* **WORK TASK**
Output every line of the material exactly.

┌──

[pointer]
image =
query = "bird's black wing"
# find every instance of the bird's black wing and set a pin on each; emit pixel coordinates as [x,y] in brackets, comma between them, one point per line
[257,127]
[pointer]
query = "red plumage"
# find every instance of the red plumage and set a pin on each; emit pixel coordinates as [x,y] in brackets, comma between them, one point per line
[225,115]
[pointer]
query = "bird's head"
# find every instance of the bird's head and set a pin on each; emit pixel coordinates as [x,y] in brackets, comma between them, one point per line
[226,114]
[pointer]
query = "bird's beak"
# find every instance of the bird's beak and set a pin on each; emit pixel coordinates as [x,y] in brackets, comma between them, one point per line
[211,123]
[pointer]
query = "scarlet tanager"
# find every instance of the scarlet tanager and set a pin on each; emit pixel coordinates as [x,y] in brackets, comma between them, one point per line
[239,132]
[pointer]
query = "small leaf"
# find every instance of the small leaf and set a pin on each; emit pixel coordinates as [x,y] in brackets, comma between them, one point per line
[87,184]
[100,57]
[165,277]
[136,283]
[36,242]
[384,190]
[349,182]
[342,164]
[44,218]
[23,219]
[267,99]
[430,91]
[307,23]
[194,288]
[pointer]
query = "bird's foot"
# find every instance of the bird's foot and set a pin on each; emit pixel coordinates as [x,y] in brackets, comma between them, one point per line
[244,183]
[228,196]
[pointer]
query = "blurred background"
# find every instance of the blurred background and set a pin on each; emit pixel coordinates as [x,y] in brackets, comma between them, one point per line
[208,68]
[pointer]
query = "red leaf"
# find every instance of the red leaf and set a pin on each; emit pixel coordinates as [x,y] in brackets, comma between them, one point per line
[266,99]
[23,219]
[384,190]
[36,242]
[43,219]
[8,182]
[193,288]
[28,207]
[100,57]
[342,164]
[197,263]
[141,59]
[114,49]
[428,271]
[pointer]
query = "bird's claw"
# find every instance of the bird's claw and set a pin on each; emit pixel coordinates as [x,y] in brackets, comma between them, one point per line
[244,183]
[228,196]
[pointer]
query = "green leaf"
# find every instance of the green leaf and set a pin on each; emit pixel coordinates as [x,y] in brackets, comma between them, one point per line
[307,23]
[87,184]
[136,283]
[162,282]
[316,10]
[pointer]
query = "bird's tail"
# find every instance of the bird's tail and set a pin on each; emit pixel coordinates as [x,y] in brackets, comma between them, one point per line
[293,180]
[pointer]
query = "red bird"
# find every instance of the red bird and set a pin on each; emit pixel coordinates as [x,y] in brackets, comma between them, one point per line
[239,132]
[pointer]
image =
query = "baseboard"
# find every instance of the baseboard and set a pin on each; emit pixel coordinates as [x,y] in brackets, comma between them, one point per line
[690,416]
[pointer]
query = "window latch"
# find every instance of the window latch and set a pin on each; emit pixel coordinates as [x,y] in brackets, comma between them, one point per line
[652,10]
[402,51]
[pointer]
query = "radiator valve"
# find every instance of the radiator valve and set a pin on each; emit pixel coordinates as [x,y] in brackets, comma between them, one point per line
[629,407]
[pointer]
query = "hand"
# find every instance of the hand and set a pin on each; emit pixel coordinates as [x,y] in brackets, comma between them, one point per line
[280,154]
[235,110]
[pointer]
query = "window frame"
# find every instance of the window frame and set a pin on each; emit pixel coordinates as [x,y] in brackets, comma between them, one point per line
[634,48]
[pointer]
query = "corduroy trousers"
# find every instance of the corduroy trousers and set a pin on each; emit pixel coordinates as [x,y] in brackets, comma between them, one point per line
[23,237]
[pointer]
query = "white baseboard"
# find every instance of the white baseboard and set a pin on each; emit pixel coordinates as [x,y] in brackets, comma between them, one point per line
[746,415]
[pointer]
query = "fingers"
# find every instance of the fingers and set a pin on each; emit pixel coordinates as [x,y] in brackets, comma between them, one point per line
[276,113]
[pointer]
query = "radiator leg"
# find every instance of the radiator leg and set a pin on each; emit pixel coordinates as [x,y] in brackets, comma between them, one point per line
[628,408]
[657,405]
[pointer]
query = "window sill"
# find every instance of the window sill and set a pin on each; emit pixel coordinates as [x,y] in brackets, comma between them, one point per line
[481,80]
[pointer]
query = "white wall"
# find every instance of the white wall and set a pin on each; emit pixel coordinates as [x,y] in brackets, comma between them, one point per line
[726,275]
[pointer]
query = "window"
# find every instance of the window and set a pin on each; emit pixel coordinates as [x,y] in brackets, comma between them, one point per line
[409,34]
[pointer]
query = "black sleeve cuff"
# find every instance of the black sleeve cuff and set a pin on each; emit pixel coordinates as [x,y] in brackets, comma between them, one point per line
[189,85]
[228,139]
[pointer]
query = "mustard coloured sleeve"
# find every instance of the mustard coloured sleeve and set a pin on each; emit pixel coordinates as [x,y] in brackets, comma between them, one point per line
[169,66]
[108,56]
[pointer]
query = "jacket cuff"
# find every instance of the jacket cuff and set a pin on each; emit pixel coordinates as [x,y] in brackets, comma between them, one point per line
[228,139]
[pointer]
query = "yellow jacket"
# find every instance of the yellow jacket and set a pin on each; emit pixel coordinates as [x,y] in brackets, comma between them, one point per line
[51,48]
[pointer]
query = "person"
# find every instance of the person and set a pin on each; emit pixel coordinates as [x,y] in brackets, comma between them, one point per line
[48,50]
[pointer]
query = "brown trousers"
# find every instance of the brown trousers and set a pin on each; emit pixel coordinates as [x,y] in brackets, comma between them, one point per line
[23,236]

└──

* **FINISHED EXERCISE**
[pointer]
image =
query = "bird's black wing"
# find every instance of the bird's black wing and set a pin on each; emit pixel coordinates as [x,y] in brackets, comma between them, one point per line
[257,127]
[pointer]
query = "red plumage"
# find every instance of the red plumage and set a pin on each; emit pixel coordinates as [x,y] in brackets, comma between them, one point per line
[225,115]
[pointer]
query = "bird's head"
# find every instance of the bird's head and set a pin on each; emit pixel coordinates as [x,y] in brackets, comma between them, one point per line
[226,114]
[pointer]
query = "bird's beak"
# find every instance of the bird's beak and set a pin on each; emit pixel coordinates as [x,y] in brackets, comma between them, one point per line
[211,123]
[pointer]
query = "scarlet tanager"
# find every instance of the scarlet tanager and set a pin on each; emit pixel coordinates as [x,y] in brackets, comma between them, one point per line
[239,132]
[pointer]
query = "small leaf"
# find every instance of the small leaf and set a pin on each; emit pixel coordinates as [x,y] in brackets, comma between them, one point per line
[87,184]
[100,57]
[165,277]
[136,283]
[36,242]
[384,190]
[349,182]
[342,164]
[44,218]
[23,219]
[267,99]
[430,91]
[307,23]
[194,288]
[pointer]
query = "bird's foot"
# find every instance of the bird's foot and set a pin on each; emit pixel coordinates as [x,y] in brackets, comma between them, one point per line
[244,183]
[228,196]
[pointer]
query = "blurred background"
# find every instance of the blurred background and set a pin on each; emit pixel coordinates as [x,y] in brackets, comma between them, one point per line
[208,68]
[pointer]
query = "red leaf"
# find every instance of the red leaf and set a pin on each; emit pixel coordinates as [x,y] in brackets, comma between them, one point per line
[266,99]
[23,219]
[384,190]
[36,242]
[43,219]
[8,182]
[193,288]
[28,207]
[100,57]
[342,164]
[197,263]
[141,59]
[114,49]
[428,271]
[pointer]
query = "bird's claw"
# find every instance of the bird's claw and set a pin on each; emit pixel coordinates as [x,y] in brackets, comma between them, one point per line
[244,183]
[228,196]
[pointer]
query = "green leaf"
# find every instance of the green leaf and set a pin on each; emit pixel coordinates as [x,y] in brackets, comma between them, one point per line
[307,23]
[87,184]
[136,283]
[162,282]
[316,10]
[pointer]
query = "bird's tail"
# find every instance of the bird's tail and set a pin on each; emit pixel coordinates as [x,y] in brackets, comma between them, one point per line
[293,180]
[pointer]
query = "red bird"
# find every instance of the red bird and set a pin on each; emit pixel coordinates as [x,y] in brackets, comma between them, one point per line
[239,132]
[pointer]
image =
query = "baseboard"
# find every instance of the baseboard and set a pin on each; emit pixel coordinates as [x,y] in brackets, comma between them, one point per line
[690,416]
[pointer]
query = "window latch"
# find every instance of the window latch and set a pin on each; emit pixel coordinates as [x,y] in brackets, comma between them, one point per line
[652,10]
[402,51]
[pointer]
query = "radiator valve"
# find every instance of the radiator valve and set a pin on each; emit pixel coordinates as [x,y] in brackets, comma between them, one point per line
[629,407]
[pointer]
query = "hand"
# find every instance of the hand and set a pin on each; emit pixel coordinates as [x,y] in brackets, comma between them, one point per line
[280,154]
[235,110]
[pointer]
query = "window frame"
# find every instance of the window frame and set a pin on each; emit pixel coordinates as [x,y] in brackets, comma between them, one point per line
[634,48]
[pointer]
query = "corduroy trousers"
# find every instance of the corduroy trousers and set a pin on each; emit pixel coordinates as [x,y] in brackets, comma between them, one point per line
[23,237]
[pointer]
query = "white baseboard"
# find every instance of the white baseboard and set a pin on each; emit pixel coordinates as [x,y] in brackets, comma between them, one point per line
[746,415]
[pointer]
query = "fingers"
# find every instance of the fingers and set a pin on each; emit pixel coordinates as [x,y] in brackets, comma between them, one point per line
[276,113]
[pointer]
query = "radiator leg"
# find every instance of the radiator leg and set a pin on each; emit pixel coordinates as [x,y] in brackets, comma between them, one point per line
[628,408]
[657,405]
[pointer]
query = "window sill"
# find every instance of the window sill and set a pin on each; emit pixel coordinates as [x,y] in brackets, comma between them, one point per line
[481,80]
[pointer]
query = "white wall"
# find every instance of the white wall and set a pin on each; emit pixel coordinates as [x,y] in brackets, comma between them, one point per line
[726,275]
[pointer]
query = "window"
# find every instance of the window and set a pin on each; emit pixel coordinates as [x,y] in brackets, comma between them, one point per line
[409,34]
[pointer]
query = "black sleeve cuff"
# find every instance of the black sleeve cuff and set a pin on each; emit pixel coordinates as [x,y] in brackets, comma between them, one point per line
[189,85]
[228,139]
[pointer]
query = "mustard coloured sleeve"
# find every instance of the mustard coloured sleeve and set a pin on each; emit pixel coordinates as [x,y] in brackets, comma between them, one point per line
[169,66]
[108,56]
[pointer]
query = "jacket cuff"
# find every instance of the jacket cuff and set a pin on each; emit pixel coordinates as [x,y] in brackets, comma between them, one point per line
[228,139]
[pointer]
query = "yellow jacket"
# find every instance of the yellow jacket and set a pin on each; emit pixel coordinates as [x,y] in brackets, comma between them, one point per line
[51,48]
[pointer]
query = "person"
# find every instance of the person and set a pin on each; emit pixel coordinates as [x,y] in brackets, comma between them, one point per line
[48,50]
[pointer]
query = "brown trousers"
# find every instance of the brown trousers and set a pin on each; emit pixel coordinates as [x,y] in brackets, comma between them, one point per line
[23,236]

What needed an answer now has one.